___ Text for analysis ___

What is Alport Syndrome?
Alport syndrome is a rare kidney disease that is genetically passed down in families. The disease causes kidney function to decline over time and can also result in hearing loss, eye abnormalities, and other potential complications.
Who gets it?
Children and adults of all ages and races can have genetic mutations that cause Alport syndrome.
Alport syndrome is genetically passed down in families from parents to children, though sometimes it can occur spontaneously and you might be the first one in your family to have it.
Alport syndrome uniquely impacts individuals based on a number of factors, including genetics. The signs, symptoms, and rates of disease progression can vary greatly from person to person.
Common symptoms include:
- Blood in the urine (hematuria)
- Protein in the urine (proteinuria)
- High blood pressure (hypertension)
- Hearing loss (bilateral or unilateral sensorineural)
- Eye abnormalities (anterior lenticonus, macular degeneration, cataracts, dot and fleck retinopathy, temporal retinal thinning, corneal erosion, etc.)
What causes it?
Alport syndrome is caused by genetic mutations in a person’s DNA. Individuals with Alport syndrome typically have defects in their COL4A3, COL4A4, or COL4A5 genes (or a combination of these).

___ Raw data ___

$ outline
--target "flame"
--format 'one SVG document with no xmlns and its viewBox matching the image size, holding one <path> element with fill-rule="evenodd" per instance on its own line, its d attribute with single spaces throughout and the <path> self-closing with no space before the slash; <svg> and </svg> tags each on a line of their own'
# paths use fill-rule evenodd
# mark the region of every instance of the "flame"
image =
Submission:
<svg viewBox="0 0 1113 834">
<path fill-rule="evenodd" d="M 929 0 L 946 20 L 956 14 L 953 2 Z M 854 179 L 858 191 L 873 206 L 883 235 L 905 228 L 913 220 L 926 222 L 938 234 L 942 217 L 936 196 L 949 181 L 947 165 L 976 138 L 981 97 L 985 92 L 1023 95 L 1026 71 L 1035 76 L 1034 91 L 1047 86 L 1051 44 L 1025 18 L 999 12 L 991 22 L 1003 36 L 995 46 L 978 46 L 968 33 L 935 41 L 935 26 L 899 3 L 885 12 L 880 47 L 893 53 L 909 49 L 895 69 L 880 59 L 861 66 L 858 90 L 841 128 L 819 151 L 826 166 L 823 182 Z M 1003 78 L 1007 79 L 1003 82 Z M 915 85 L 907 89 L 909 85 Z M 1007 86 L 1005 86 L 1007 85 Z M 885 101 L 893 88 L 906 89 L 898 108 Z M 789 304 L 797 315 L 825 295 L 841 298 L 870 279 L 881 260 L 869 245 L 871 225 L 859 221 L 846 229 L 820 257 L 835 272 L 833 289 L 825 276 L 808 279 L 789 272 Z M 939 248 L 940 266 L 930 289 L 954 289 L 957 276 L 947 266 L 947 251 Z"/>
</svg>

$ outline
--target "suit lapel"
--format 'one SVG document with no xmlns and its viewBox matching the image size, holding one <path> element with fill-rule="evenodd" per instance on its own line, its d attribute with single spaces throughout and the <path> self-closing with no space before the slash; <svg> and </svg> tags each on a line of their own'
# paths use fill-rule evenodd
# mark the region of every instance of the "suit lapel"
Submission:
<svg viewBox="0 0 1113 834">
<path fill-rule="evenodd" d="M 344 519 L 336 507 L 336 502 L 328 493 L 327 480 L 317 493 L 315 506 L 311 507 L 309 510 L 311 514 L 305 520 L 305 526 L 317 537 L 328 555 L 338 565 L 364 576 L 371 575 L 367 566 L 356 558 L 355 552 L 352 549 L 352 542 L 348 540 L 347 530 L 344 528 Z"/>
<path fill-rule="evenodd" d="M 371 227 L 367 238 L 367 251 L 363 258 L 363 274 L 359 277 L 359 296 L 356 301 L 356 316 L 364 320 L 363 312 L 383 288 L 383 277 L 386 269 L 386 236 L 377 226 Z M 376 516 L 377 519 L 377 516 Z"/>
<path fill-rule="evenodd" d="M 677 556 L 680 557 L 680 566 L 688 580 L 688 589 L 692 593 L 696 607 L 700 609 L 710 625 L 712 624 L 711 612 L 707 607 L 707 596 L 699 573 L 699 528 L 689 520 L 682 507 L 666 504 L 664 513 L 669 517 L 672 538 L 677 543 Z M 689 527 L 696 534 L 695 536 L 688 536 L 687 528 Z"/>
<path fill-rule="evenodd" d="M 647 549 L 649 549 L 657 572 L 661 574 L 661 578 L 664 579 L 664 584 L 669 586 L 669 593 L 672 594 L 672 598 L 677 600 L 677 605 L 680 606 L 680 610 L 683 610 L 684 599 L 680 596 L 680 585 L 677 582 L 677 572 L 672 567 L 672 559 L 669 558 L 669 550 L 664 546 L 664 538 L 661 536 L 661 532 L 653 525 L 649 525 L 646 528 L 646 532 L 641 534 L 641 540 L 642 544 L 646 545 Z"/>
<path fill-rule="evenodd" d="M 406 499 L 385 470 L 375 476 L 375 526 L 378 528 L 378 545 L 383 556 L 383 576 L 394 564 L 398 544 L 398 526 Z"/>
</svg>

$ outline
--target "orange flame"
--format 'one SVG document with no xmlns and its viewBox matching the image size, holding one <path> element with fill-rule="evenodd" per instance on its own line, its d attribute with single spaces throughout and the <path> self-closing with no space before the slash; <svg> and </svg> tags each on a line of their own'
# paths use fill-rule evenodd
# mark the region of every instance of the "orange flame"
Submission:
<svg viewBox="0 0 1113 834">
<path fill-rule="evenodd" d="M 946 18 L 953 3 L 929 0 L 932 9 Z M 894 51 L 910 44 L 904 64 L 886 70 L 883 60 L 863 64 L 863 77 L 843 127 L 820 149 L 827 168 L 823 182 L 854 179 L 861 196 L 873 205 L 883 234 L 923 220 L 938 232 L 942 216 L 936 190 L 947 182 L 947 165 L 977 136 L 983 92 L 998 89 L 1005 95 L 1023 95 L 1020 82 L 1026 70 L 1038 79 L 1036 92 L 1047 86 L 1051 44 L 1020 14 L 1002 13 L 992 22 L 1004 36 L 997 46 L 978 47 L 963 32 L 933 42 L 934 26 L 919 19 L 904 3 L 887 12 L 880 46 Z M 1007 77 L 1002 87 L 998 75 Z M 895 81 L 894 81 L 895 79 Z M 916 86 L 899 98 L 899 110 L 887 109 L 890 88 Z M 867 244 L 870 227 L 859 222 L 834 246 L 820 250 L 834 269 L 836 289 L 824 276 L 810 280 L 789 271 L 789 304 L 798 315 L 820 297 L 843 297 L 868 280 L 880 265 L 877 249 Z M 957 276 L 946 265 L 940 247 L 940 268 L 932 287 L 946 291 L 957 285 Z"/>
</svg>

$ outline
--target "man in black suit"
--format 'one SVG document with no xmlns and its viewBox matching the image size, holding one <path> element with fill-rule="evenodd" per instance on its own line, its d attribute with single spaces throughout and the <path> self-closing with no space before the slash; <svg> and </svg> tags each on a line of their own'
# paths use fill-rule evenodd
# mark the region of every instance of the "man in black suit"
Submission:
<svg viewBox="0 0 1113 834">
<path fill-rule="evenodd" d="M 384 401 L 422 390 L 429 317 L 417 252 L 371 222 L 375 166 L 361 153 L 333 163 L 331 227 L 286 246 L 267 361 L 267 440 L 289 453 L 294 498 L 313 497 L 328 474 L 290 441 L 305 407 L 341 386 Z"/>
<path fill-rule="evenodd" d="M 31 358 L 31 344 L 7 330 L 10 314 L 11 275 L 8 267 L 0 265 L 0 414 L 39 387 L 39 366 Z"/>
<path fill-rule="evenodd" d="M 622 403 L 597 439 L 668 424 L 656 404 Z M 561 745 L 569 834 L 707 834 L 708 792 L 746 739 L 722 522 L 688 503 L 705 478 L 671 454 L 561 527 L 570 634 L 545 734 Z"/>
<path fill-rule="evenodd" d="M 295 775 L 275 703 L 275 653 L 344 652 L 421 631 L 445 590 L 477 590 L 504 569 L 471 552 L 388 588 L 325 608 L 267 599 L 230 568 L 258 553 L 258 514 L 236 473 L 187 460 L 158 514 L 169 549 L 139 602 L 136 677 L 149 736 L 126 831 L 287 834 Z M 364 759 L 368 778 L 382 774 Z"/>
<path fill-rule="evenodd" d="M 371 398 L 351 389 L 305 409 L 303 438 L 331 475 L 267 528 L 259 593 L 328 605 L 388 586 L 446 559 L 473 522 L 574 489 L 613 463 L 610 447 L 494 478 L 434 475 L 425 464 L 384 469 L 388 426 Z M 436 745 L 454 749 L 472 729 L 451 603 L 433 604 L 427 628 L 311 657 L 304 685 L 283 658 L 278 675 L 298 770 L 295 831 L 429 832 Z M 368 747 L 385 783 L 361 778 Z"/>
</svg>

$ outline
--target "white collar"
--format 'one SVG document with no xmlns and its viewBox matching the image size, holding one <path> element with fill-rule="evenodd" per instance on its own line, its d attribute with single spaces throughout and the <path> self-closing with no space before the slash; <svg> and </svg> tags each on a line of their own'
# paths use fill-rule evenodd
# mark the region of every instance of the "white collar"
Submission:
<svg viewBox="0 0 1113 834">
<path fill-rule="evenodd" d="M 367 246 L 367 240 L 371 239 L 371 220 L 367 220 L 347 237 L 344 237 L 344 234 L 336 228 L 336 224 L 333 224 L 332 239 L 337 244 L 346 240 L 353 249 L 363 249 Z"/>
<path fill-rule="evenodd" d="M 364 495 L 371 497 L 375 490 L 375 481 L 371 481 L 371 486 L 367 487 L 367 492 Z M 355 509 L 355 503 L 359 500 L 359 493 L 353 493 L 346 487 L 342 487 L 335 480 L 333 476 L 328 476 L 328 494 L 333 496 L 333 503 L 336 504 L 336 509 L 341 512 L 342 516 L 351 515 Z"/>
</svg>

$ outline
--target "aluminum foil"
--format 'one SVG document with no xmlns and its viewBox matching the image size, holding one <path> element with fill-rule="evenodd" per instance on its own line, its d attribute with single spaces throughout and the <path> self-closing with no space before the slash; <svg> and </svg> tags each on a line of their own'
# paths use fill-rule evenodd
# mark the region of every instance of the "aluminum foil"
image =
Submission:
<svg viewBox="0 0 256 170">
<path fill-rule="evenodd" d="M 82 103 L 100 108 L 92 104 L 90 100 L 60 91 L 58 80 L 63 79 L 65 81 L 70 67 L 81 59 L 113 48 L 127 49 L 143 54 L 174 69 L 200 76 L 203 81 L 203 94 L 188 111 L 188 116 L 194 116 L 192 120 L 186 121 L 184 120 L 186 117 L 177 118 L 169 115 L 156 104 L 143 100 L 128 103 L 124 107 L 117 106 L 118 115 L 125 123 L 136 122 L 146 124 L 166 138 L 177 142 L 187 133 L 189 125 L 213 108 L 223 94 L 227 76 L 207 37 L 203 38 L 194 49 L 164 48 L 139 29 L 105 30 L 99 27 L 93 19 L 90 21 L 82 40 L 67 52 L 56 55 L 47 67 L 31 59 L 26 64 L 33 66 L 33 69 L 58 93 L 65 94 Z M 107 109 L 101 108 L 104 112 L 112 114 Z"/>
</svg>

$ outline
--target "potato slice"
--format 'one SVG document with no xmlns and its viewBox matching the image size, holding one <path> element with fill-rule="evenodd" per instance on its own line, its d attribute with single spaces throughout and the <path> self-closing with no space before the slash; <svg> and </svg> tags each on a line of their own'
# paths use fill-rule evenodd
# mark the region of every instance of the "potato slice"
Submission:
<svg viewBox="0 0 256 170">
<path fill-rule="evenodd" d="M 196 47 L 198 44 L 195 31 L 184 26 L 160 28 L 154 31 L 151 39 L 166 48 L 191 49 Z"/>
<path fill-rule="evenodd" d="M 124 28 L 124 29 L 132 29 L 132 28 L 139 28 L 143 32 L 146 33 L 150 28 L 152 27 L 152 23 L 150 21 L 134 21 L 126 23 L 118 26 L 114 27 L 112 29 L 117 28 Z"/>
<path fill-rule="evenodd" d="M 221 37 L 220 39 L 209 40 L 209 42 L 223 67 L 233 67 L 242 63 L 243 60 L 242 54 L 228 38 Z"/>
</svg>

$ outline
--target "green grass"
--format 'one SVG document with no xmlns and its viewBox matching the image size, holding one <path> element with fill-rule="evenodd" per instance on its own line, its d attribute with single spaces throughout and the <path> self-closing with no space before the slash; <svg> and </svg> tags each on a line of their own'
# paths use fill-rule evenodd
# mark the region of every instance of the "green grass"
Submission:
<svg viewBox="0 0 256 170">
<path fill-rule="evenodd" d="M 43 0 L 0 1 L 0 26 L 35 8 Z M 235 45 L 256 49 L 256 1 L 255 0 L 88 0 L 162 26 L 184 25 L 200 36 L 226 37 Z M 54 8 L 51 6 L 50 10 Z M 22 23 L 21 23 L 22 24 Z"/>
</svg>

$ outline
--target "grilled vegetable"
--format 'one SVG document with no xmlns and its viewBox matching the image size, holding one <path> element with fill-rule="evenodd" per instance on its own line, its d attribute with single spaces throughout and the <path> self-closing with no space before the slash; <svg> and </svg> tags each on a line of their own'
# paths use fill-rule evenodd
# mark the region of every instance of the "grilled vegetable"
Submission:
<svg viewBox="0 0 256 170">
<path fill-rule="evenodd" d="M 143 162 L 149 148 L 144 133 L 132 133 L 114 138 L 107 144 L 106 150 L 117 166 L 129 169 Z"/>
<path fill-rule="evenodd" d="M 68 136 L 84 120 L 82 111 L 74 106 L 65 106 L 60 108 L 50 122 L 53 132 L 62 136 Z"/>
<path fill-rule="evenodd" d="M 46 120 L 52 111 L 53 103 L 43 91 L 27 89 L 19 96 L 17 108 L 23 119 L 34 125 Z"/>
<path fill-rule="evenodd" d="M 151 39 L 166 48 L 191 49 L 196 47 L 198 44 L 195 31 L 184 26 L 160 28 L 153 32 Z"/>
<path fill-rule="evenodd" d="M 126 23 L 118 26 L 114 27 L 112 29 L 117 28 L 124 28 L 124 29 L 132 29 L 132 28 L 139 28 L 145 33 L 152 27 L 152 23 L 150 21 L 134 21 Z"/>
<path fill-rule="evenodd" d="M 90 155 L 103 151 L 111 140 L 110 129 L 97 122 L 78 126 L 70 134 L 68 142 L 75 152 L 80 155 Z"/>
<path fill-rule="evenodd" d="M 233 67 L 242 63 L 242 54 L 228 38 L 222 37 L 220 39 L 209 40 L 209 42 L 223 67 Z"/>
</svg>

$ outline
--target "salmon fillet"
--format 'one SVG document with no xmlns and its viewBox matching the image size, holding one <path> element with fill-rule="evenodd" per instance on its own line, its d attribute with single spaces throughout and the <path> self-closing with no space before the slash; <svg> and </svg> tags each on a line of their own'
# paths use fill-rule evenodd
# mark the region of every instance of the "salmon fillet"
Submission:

___

Exercises:
- a) Duplicate the passage of the Alport syndrome text from "Alport syndrome uniquely" up to and including "the urine (hematuria)".
- b) Go on with the Alport syndrome text from the point where it stops.

Outputs by task:
- a)
Alport syndrome uniquely impacts individuals based on a number of factors, including genetics. The signs, symptoms, and rates of disease progression can vary greatly from person to person.
Common symptoms include:
- Blood in the urine (hematuria)

- b)
The mutation causes a protein called type IV collagen to form incorrectly. Type IV collagen is a building block of the basement membranes found in the kidneys, inner ears, and eyes. Because these tissues don’t have the proteins they need, the affected organs may begin to lose function over time.
What is the treatment?
There is currently no cure for Alport syndrome and no FDA-approved therapies to treat this specific disease.
However, there are medications that can help reduce some of the renal symptoms and prolong kidney function.
How is it diagnosed?
For many years, the most common way of diagnosing Alport syndrome was through a kidney biopsy. In a kidney biopsy, a small sample of tissue is taken using a needle that is placed through the skin and into the kidney. The sample is then examined under a microscope by experts.
No-charge/minimum-charge genetic testing (based on insurance coverage) has recently become available to more patients and can be done with a simple blood test, cheek swab, or saliva samples.